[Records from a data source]
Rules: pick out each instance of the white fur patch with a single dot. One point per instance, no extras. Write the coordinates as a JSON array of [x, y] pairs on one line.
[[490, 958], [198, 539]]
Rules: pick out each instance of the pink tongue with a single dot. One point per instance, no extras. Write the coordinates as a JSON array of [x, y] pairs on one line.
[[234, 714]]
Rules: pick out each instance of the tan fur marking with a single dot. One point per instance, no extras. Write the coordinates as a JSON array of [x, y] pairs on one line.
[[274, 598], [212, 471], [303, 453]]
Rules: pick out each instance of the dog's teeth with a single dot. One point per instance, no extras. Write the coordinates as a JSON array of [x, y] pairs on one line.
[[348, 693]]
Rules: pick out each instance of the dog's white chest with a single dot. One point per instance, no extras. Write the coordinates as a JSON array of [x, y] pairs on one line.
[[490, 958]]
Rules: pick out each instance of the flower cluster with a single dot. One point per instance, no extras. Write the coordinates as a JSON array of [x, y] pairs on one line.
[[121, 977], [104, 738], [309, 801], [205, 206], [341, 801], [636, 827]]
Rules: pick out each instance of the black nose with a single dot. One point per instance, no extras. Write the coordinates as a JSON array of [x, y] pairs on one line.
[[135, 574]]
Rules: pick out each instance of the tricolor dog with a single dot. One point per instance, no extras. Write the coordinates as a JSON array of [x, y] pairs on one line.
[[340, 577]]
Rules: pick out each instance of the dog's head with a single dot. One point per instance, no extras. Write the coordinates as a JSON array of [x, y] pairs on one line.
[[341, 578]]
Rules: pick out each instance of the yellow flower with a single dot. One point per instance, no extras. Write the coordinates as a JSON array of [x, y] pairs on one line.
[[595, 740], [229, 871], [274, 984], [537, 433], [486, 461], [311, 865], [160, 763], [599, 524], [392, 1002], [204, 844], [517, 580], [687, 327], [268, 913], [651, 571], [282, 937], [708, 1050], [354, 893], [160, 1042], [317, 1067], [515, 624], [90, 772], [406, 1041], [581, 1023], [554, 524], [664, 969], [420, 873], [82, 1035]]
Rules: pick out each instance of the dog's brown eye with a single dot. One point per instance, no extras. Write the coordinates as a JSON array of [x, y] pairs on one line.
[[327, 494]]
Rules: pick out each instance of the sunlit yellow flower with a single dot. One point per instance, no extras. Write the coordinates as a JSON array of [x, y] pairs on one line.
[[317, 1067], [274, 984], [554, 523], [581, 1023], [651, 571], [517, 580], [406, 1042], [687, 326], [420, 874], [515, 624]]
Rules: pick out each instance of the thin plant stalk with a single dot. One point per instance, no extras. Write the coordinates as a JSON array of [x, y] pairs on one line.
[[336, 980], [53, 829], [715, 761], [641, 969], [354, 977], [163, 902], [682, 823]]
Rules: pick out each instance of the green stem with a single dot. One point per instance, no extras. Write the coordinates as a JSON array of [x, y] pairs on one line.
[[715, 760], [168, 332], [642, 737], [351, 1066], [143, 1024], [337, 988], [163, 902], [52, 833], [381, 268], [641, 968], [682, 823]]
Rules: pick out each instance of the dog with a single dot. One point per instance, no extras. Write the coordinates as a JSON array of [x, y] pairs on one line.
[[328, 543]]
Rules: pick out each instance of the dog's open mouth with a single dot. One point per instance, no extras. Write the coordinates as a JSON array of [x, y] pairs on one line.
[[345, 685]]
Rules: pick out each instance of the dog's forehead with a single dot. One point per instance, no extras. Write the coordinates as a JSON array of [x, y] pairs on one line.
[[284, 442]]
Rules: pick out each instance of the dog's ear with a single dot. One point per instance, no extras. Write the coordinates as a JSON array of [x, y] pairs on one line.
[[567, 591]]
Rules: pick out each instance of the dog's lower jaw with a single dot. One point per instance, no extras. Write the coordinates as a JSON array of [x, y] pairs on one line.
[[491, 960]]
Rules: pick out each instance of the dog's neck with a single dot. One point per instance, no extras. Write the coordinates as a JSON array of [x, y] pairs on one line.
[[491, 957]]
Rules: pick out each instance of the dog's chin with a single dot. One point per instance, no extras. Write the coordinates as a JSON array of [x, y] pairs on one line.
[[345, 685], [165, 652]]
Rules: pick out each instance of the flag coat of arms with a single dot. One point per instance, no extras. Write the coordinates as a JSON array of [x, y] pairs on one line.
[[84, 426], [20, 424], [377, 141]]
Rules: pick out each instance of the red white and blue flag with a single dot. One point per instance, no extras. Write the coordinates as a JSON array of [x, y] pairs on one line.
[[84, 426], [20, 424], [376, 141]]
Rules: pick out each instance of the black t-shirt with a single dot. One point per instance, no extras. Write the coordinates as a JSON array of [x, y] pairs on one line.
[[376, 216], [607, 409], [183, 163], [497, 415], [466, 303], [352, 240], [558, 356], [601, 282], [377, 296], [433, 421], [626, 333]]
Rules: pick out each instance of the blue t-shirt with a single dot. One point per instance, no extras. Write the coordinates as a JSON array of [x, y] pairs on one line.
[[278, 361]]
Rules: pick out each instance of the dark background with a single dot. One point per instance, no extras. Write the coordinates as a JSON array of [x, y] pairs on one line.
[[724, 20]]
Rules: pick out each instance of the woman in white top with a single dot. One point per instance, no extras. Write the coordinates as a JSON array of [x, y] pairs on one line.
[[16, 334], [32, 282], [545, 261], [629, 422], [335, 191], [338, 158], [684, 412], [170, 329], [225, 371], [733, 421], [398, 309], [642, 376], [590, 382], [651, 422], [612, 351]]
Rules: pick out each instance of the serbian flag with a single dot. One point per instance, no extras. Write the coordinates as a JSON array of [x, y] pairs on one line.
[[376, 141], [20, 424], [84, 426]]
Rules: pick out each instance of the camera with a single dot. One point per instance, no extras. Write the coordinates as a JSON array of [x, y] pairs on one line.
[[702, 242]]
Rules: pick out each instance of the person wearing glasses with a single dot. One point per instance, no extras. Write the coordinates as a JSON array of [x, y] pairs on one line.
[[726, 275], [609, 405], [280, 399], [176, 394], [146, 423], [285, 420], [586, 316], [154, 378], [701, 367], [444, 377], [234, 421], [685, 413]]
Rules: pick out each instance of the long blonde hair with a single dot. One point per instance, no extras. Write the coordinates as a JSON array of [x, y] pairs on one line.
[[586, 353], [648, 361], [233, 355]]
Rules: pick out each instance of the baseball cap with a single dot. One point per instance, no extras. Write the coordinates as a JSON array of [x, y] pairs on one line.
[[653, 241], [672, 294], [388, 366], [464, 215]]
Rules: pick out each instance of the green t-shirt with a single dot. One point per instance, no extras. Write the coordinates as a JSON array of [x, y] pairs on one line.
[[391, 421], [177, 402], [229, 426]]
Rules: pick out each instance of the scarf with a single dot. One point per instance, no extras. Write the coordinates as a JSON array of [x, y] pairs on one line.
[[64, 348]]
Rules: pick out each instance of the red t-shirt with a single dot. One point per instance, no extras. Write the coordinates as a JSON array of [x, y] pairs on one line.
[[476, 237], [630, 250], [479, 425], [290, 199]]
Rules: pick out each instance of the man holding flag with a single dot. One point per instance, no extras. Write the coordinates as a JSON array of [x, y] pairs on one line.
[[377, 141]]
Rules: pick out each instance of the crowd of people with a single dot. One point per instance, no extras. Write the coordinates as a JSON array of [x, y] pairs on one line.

* **How to complete this task**:
Please print out every entry again, exactly as it reads.

* **Answer for this exercise**:
Rules: pick out each instance of the white fur patch with a single dot. One point per instance, no extras. Write the coordinates as a JSON array of [x, y] pairs on one line.
[[490, 958], [198, 539]]
Rules: pick out each instance of the pink tongue with a single dot. One point per instance, no extras. Write the coordinates as a JSON array of [x, y] pairs on one line.
[[234, 714]]
Rules: pick out each instance of the tan fur marking with a single dot. One point per instance, no extras. Write the coordinates as a JSON array of [x, y] pairs on one line.
[[274, 598], [212, 471], [303, 453]]
Rules: pick out each instance of the dog's teeth with a single dot. One point per instance, no extras. Write the coordinates as a JSON array of [x, y] pairs on one line.
[[348, 693]]
Rules: pick out each instance of the dog's white chest with a single dot. One point per instance, no extras. Write the coordinates as a JSON array of [x, y] pairs on one line.
[[490, 958]]
Rules: pick out each instance of the flower cluster with a single dot. One point per instance, no extras. Write the coordinates as a JSON array of [x, y] pairs on one line.
[[121, 977], [104, 738], [309, 801], [205, 206], [341, 801], [636, 827]]
Rules: pick out each instance of the black nose with a single dot. One point per instance, no extras. Write the coordinates as a JSON array of [x, y] pairs on one line.
[[135, 574]]
Rules: pick out each instance of the tricolor dog with a single dot. One point per instance, no extras. Write the coordinates as a JSON array of [x, y] pairs on one line.
[[340, 577]]
Rules: pick out each instance of the dog's head with a single dot. One point per instance, no extras. Write the coordinates as a JSON array of [x, y] pairs on one line.
[[341, 578]]
Rules: pick out each instance of the yellow flower with a single dot. One point per instance, no extras. Write the coordinates as a JSON array of [x, y] pairs on one line.
[[595, 740], [229, 871], [274, 984], [537, 433], [486, 461], [311, 865], [160, 763], [599, 524], [392, 1002], [204, 844], [517, 580], [687, 327], [268, 913], [651, 571], [282, 937], [708, 1050], [354, 893], [160, 1042], [317, 1067], [515, 624], [90, 772], [406, 1041], [581, 1023], [554, 524], [664, 969], [420, 873], [82, 1035]]
Rules: pick out each instance of the dog's brown eye with a single dot. One point per instance, no extras. Write the coordinates as a JSON array of [x, y] pairs on one line.
[[327, 494]]
Rules: pick out each instance of the sunlit yellow flower with a single dot. One point per instance, no extras. Write the coordinates as a JSON array of [x, y] pairs on one line.
[[317, 1067], [274, 984], [554, 523], [581, 1023], [651, 571], [517, 580], [406, 1042], [687, 326], [420, 874], [515, 624]]
Rules: pick out each instance of the thin plant stalk with a single dot. One point per instance, no extras. Write the coordinates as a JSON array of [x, y] pairs on one line.
[[336, 980], [53, 829], [715, 761], [641, 969], [354, 977], [163, 902], [682, 823]]
Rules: pick out each instance of the green stem with a single dot. One point per instance, no extras. Write the coordinates as a JSON array of [x, y] pairs on one line.
[[715, 760], [168, 332], [642, 737], [351, 1066], [143, 1024], [337, 988], [163, 902], [52, 833], [381, 268], [641, 968], [682, 823]]
Rules: pick out each instance of the dog with a single dot. One point per instance, no extras. Write the coordinates as a JSON array of [x, y] pairs on one line.
[[328, 543]]
Rules: pick out each instance of the dog's open mouth with a single dot. One point per instance, no extras. Write the coordinates as a JSON array of [x, y] pairs on one line.
[[345, 685]]
Rules: pick out each instance of the dog's forehead with a single dot. One point per instance, no extras. Write the coordinates as a JSON array of [x, y] pairs on one line.
[[284, 442]]
Rules: pick out each instance of the dog's ear with a single dot. One point per instance, no extras. Write the coordinates as a JSON array of [x, y] pairs on one line.
[[567, 591]]
Rules: pick out each instance of the dog's lower jaw with a single dot. One point per instance, no extras. Write the coordinates as a JSON array of [x, y] pairs on one line.
[[491, 960]]
Rules: pick out each instance of the dog's neck with a single dot. One point per instance, no extras. Write the coordinates as a JSON array of [x, y] pairs on one line.
[[491, 957]]
Rules: pick out each instance of the dog's chin with a single dot. One point per instance, no extras. Write the coordinates as a JSON array of [x, y] pairs on one line.
[[345, 685], [165, 652]]
Rules: pick out each instance of the flag coat of arms with a single dot. One point per instance, no extras. Write the coordinates as a JSON array of [x, y] pairs on one line.
[[84, 426], [20, 424], [377, 141]]
Rules: pick out each instance of the red white and blue flag with a single dot. One point per instance, no extras. Write the coordinates as a JSON array of [x, y] pairs on one line.
[[84, 426], [20, 424], [376, 141]]
Rules: pick out each instance of the black t-shirt with a single dot. One point per instance, no extras. Write the coordinates as a JSON array of [x, y] pairs on one line.
[[376, 216], [607, 409], [183, 163], [497, 415], [466, 303], [352, 240], [558, 356], [601, 282], [377, 296], [433, 421], [626, 333]]
Rules: pick out each instance of the blue t-shirt with a single dot. One point per instance, no extras. Write the coordinates as a JSON array of [x, y] pairs on one line.
[[278, 361]]
Rules: pick out each instance of the dark background with a single dot. One point per instance, no extras. Write the coordinates as a JSON array of [x, y] pairs on one line.
[[724, 20]]
Rules: pick out each instance of the woman in white top with a single dot. One point per instance, no extras. Write the coordinates as a JSON array of [x, y] pairs on one line.
[[16, 334], [32, 282], [545, 261], [629, 422], [335, 191], [338, 158], [684, 412], [170, 329], [225, 371], [733, 421], [398, 309], [642, 376], [590, 382], [651, 422], [612, 351]]
Rules: pick out each instance of the serbian flag with a single dot. One point per instance, no extras. Write the coordinates as a JSON array of [x, y] pairs on one line.
[[376, 141], [20, 424], [84, 426]]
Rules: pick out each instance of the camera with a single dot. One point per instance, no extras. Write the coordinates as a JSON array of [x, y] pairs on one line.
[[702, 242]]
Rules: pick out each instance of the person wearing glasses with a single dot. One point per instance, no extras. Write the coordinates as a JSON array of [x, y] pairs on one line.
[[726, 275], [609, 405], [280, 399], [176, 394], [146, 423], [285, 420], [586, 316], [154, 378], [701, 367], [444, 377], [234, 421], [685, 413]]
Rules: pick out each instance of the long blonde hair with a single dot. One point per instance, no extras. Write the coordinates as a JSON array of [x, y] pairs on one line.
[[586, 353], [648, 361], [233, 355]]
Rules: pick out each instance of the baseball cap with a single dot. One point per instance, no extras. Write the coordinates as a JSON array of [x, y] pairs on one line.
[[653, 241], [672, 294], [388, 366], [464, 215]]
Rules: pick out each instance of the green t-shirt with a single dot. One point per instance, no extras. Write the coordinates as a JSON array of [x, y] pairs on one line.
[[391, 421], [177, 402], [229, 426]]
Rules: pick out each instance of the scarf with a single dot. One point per instance, no extras. Write the coordinates as a JSON array of [x, y] pairs on one line.
[[64, 348]]
Rules: pick out each instance of the red t-shirt with a single dot. One point per instance, no extras. Write the coordinates as a JSON array of [x, y] pairs on one line.
[[476, 237], [630, 250], [479, 425], [290, 199]]
Rules: pick out each instance of the man holding flag with a single dot. One point per instance, no extras. Write the coordinates as a JSON array of [x, y] pairs on one line.
[[377, 141]]
Rules: pick out each instance of the crowd of people with a single dot. One point per instance, no extras. Write the coordinates as a JSON array of [x, y] pairs on one line.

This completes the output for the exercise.